● TASK PROMPT
Retype all of the entries word for word.

● SUPPLIED DATA
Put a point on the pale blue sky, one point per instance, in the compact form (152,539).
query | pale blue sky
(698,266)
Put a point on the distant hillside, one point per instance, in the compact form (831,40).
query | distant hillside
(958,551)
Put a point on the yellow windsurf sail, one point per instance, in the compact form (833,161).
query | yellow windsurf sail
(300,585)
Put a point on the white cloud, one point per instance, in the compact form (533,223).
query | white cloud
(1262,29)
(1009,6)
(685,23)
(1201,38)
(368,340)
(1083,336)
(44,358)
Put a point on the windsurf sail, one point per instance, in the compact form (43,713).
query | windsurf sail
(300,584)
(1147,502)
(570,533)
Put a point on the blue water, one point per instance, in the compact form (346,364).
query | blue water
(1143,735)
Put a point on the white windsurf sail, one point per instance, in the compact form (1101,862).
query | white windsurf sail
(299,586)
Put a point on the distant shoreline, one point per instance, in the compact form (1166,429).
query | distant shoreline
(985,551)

● SOLUTION TO THE EXERCISE
Put a point on the pale blue sky, one point per instance, in the compact form (152,539).
query | pale blue sky
(698,266)
Put a point on the distant hillside, one point per instance, in the compact form (831,40).
query | distant hillside
(958,551)
Put a point on the yellow windsurf sail, one point per instance, in the compact form (833,161).
query | yellow windsurf sail
(300,585)
Put a point on the white cloud, one point per instance, in the compact form (533,223).
query | white cloud
(1262,29)
(1009,6)
(685,23)
(1201,38)
(368,340)
(1083,336)
(44,358)
Put a point on the windsurf sail, one point per instance, in the compact form (43,713).
query | windsurf sail
(300,584)
(1147,502)
(570,533)
Put a point on the blue water, one point per instance, in the compact form (346,364).
query | blue water
(1143,735)
Put a point on the white windsurf sail, one point per instance, in the compact form (1101,862).
query | white windsurf sail
(299,586)
Put a point on the distant shoreline, one point per instance, in the compact form (1166,429).
query | distant shoreline
(985,551)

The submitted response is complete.